→ Directions:
1. Reproduce the passage of the hockey Q&A that starts at "As a fan, I’d" and ends at "a serious pitch.".
2. List the reasons that the hockey Q&A says the league gives for not going to the Pyeongchang Games.

→ Passage given:
(begin)
What is your take on Colorado Avalanche GM Joe Sakic and what do you expect to play out in the coming months in Denver?
Sakic’s looking very much like he’s in over his head as a general manager. He was a great player, but he’s made moves that did lilttle to help the Avs. I believe this season is crucial for his ongoing employment. If the Avs flounder again, he’ll be fired.
Do you, as a fan, take issue with the NHL not allowing player participation in the 2018 Winter Olympics?
As a fan, I’d like to see the world’s best players there. I could respect the league’s decision not to attend if it weren’t for their hypocritical assertion that they still want to go to the Beijing Games in four years time. All the reasons they give for not going to the Pyeongchang Games (the midseason schedule break, lack of revenue, the risk of injury to star players) rings hollow.
The NHL will expand once again by a single team to even the franchise total to 32. Name a market where the league should take interest with expansion BESIDES Quebec City, Quebec or Seattle, Washington.
Kansas City. There were recent reports indicating interest from Lamar Hunt Jr, owner of the ECHL Kansas City Mavericks, in bringing an NHL franchise there one day. They have a suitable arena. If Hunt can find some partners willing to split the $500 million expansion fee, I think he’d make a serious pitch.
(end)
→ Data provided:
(begin)
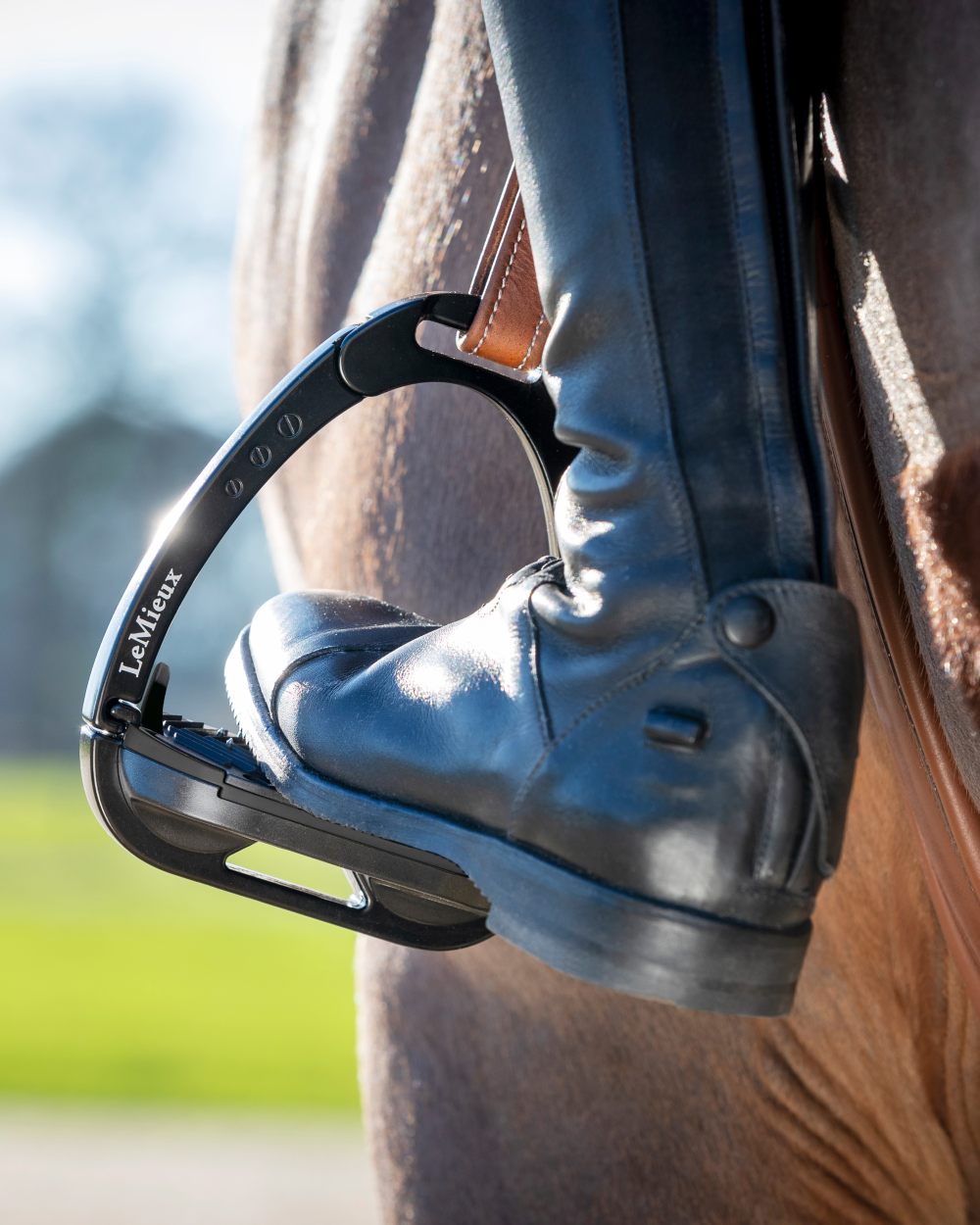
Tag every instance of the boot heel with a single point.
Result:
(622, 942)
(end)
(begin)
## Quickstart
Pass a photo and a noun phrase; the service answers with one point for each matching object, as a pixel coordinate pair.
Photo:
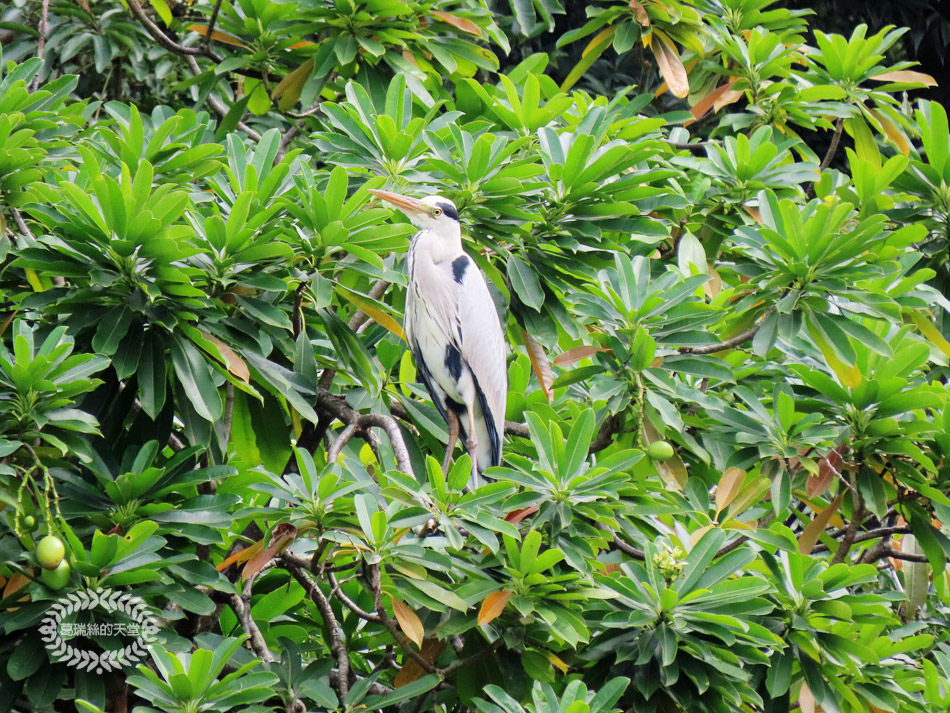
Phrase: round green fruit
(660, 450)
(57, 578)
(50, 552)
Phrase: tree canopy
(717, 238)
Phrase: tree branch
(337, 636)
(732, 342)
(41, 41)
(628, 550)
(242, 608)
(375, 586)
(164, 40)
(end)
→ Responses by task:
1.
As a fan, I’d like to see the world’s best players there. I could respect the league’s decision not to attend if it weren’t for their hypocritical assertion that they still want to go to the Beijing Games in four years time. All the reasons they give for not going to the Pyeongchang Games (the midseason schedule break, lack of revenue, the risk of injury to star players) rings hollow.
The NHL will expand once again by a single team to even the franchise total to 32. Name a market where the league should take interest with expansion BESIDES Quebec City, Quebec or Seattle, Washington.
Kansas City. There were recent reports indicating interest from Lamar Hunt Jr, owner of the ECHL Kansas City Mavericks, in bringing an NHL franchise there one day. They have a suitable arena. If Hunt can find some partners willing to split the $500 million expansion fee, I think he’d make a serious pitch.

2.
- the midseason schedule break
- lack of revenue
- the risk of injury to star players